* [Extract provided]:

=== Section Start ===

Press freedom group welcomes dissident's release

An international press freedom group yesterday welcomed the release of the Chinese dissident journalist, Gao Yu, but condemned…

An international press freedom group yesterday welcomed the release of the Chinese dissident journalist, Gao Yu, but condemned Beijing's imprisonment of journalists under state security laws.

"We welcome her release. . . but her imprisonment was unjustified in the first place," the Paris-based Reporters Sans Frontieres (RSF) said in a statement.

"Also, this abusive detention caused her health to deteriorate. . . and Gao never received adequate treatment," it said.

RSF said 13 journalists were currently in detention in China, where journalists who obtain inside information in the course of their work are often jailed under laws relating to state security.

READ MORE

The group said it was particularly concerned over the whereabouts of a journalist, Ma Tao, who was due to be released last October.

"Repeated inquiries concerning her fate have met with no reply," RSF said.

Gao was released on Monday on medical parole, and allowed to return to her family in Beijing in time for the traditional Lunar New Year celebrations.

Her release came just two weeks ahead of a visit to China by the US Secretary of State, Mrs Madeleine Albright, on March 1st.

RSF condemned Gao's treatment during her detention, saying that her family's attempts at getting medicines to her failed.

"Her health is no good," Gao's son Zhao Meng said. "She has high blood pressure, heart disease and kidney problems." He said there were no plans for her to follow other prominent dissidents to exile in the United States, ostensibly to seek medical treatment.

China released prominent dissident Wei Jingsheng shortly after President Jiang Zemin returned from a high-profile trip to the United States in November 1997.

Gao was arrested in October 1993 and sentenced a year later to six years imprisonment for "divulging state secrets" overseas when she worked for the Hong Kong magazine Mirror Monthly and the now-defunct Overseas Chinese Daily.

=== Section End ===

* [Region descriptions in natural language]:
=== Section Start ===

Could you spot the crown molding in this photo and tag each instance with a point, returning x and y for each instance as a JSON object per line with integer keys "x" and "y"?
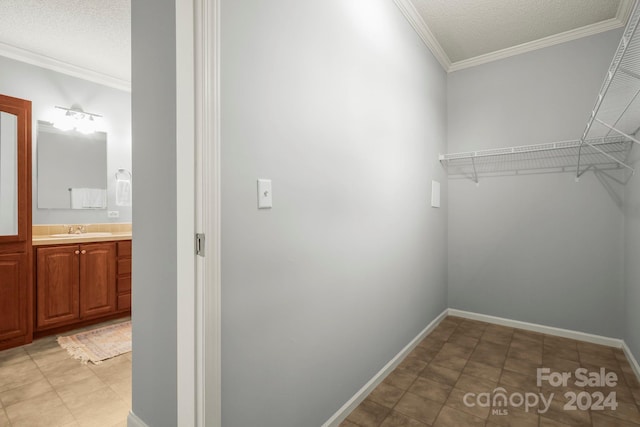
{"x": 588, "y": 30}
{"x": 624, "y": 11}
{"x": 49, "y": 63}
{"x": 413, "y": 16}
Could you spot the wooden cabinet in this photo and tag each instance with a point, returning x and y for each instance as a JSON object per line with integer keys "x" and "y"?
{"x": 14, "y": 297}
{"x": 97, "y": 279}
{"x": 75, "y": 283}
{"x": 57, "y": 286}
{"x": 16, "y": 288}
{"x": 124, "y": 276}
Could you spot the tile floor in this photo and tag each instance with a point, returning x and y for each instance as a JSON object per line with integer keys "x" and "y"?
{"x": 40, "y": 385}
{"x": 462, "y": 356}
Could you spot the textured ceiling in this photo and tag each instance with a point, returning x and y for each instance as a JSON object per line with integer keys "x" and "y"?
{"x": 90, "y": 34}
{"x": 469, "y": 28}
{"x": 95, "y": 35}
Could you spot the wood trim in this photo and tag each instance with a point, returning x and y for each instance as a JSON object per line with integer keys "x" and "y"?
{"x": 207, "y": 211}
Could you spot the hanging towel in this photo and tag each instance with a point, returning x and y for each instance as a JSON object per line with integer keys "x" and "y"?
{"x": 88, "y": 198}
{"x": 123, "y": 192}
{"x": 95, "y": 198}
{"x": 77, "y": 197}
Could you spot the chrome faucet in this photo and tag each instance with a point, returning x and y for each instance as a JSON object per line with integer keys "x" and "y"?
{"x": 79, "y": 229}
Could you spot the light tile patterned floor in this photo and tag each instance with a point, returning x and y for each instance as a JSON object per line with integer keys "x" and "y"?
{"x": 40, "y": 385}
{"x": 462, "y": 356}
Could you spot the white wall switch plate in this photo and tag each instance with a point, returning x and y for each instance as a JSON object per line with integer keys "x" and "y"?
{"x": 264, "y": 194}
{"x": 435, "y": 194}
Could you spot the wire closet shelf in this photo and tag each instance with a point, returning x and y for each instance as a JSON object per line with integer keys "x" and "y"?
{"x": 607, "y": 139}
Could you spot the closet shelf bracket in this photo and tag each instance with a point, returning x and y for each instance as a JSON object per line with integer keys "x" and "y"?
{"x": 618, "y": 131}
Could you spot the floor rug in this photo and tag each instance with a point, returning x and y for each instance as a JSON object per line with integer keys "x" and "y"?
{"x": 99, "y": 344}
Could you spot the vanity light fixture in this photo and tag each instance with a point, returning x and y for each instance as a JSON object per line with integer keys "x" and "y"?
{"x": 77, "y": 119}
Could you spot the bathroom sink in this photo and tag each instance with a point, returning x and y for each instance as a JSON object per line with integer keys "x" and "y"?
{"x": 96, "y": 234}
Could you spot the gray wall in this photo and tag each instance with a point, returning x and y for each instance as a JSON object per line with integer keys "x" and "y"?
{"x": 46, "y": 89}
{"x": 536, "y": 248}
{"x": 343, "y": 107}
{"x": 154, "y": 217}
{"x": 632, "y": 255}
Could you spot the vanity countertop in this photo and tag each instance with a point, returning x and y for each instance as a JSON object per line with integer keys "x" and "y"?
{"x": 41, "y": 240}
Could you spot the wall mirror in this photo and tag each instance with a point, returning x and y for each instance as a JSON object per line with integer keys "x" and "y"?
{"x": 8, "y": 174}
{"x": 72, "y": 169}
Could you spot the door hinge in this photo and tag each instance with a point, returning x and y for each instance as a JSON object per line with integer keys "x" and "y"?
{"x": 200, "y": 244}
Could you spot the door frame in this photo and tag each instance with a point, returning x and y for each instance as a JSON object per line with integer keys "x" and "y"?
{"x": 198, "y": 211}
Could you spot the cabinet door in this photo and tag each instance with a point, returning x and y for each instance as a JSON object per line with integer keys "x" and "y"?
{"x": 97, "y": 279}
{"x": 57, "y": 286}
{"x": 13, "y": 296}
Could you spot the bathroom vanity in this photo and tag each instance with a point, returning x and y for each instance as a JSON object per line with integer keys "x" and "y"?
{"x": 55, "y": 278}
{"x": 80, "y": 278}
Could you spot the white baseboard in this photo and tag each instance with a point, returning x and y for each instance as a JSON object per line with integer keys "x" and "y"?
{"x": 352, "y": 403}
{"x": 549, "y": 330}
{"x": 134, "y": 421}
{"x": 357, "y": 398}
{"x": 632, "y": 360}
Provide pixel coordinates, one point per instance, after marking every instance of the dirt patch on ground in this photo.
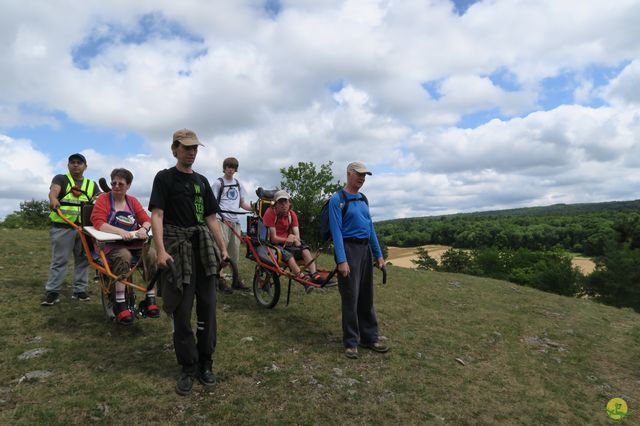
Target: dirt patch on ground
(402, 256)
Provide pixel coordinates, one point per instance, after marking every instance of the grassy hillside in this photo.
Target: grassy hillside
(465, 350)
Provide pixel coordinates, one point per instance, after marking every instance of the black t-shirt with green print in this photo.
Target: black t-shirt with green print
(185, 198)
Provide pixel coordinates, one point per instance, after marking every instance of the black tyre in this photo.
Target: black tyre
(109, 298)
(108, 295)
(266, 287)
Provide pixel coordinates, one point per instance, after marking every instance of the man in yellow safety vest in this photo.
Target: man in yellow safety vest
(68, 192)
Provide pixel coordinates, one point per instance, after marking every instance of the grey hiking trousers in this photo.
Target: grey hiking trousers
(65, 241)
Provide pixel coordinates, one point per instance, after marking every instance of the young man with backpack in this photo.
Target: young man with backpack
(354, 239)
(230, 194)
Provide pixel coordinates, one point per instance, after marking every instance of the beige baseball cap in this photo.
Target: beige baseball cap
(186, 137)
(358, 167)
(282, 194)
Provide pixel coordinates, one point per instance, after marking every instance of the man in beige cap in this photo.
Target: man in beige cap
(284, 229)
(354, 239)
(183, 218)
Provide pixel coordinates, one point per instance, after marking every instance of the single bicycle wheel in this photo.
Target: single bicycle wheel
(266, 287)
(109, 298)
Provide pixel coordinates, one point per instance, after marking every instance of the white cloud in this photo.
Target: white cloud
(335, 80)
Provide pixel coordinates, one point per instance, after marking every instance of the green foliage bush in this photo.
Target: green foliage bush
(33, 214)
(309, 188)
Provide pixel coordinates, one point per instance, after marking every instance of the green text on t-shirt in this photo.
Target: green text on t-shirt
(198, 203)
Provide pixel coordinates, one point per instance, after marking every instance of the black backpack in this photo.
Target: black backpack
(325, 230)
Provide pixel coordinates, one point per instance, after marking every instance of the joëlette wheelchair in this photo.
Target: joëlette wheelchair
(268, 258)
(94, 242)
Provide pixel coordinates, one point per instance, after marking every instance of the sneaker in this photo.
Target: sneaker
(351, 353)
(206, 376)
(184, 384)
(376, 347)
(148, 307)
(123, 315)
(50, 299)
(81, 296)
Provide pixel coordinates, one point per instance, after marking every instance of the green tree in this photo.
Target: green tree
(455, 260)
(309, 188)
(32, 214)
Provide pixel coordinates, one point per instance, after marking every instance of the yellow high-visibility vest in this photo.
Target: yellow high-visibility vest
(70, 204)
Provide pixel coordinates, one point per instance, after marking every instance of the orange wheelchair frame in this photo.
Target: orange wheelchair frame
(267, 256)
(105, 277)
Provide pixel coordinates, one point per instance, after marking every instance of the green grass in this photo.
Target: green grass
(529, 357)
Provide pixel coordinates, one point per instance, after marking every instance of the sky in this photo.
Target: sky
(455, 106)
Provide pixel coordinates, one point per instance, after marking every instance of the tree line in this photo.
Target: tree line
(526, 246)
(586, 230)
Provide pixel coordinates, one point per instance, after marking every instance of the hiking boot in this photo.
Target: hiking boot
(376, 347)
(81, 296)
(184, 384)
(50, 299)
(351, 353)
(205, 375)
(123, 315)
(148, 307)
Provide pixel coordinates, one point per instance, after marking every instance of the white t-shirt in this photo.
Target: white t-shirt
(229, 200)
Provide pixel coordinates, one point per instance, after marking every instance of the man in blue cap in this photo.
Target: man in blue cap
(355, 248)
(68, 192)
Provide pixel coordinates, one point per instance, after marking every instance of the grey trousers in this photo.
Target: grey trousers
(65, 241)
(359, 322)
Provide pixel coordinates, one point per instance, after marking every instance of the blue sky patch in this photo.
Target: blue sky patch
(471, 121)
(433, 89)
(461, 6)
(336, 86)
(272, 8)
(73, 137)
(149, 26)
(505, 79)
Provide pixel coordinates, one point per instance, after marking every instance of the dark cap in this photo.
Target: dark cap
(78, 156)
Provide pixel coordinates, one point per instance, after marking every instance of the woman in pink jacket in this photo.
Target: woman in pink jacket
(122, 214)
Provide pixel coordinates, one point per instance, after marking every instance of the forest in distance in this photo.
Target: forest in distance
(534, 247)
(578, 228)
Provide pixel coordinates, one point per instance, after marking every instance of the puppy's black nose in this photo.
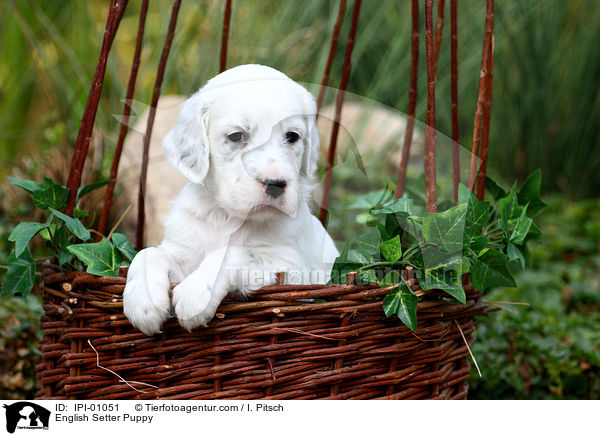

=== Section End ===

* [To do]:
1: Please duplicate a passage from the article on Gao Yu's release, beginning at the words "RSF said 13" and stopping after the words "released last October.".
2: Answer these questions from the article on Gao Yu's release:
(a) How many journalists did RSF say were in detention in China?
(b) On what day of the week was Gao released?
(c) In what month and year was Gao arrested?

* [Task answers]:
1:
RSF said 13 journalists were currently in detention in China, where journalists who obtain inside information in the course of their work are often jailed under laws relating to state security.

READ MORE

The group said it was particularly concerned over the whereabouts of a journalist, Ma Tao, who was due to be released last October.

2:
(a) 13
(b) Monday
(c) October 1993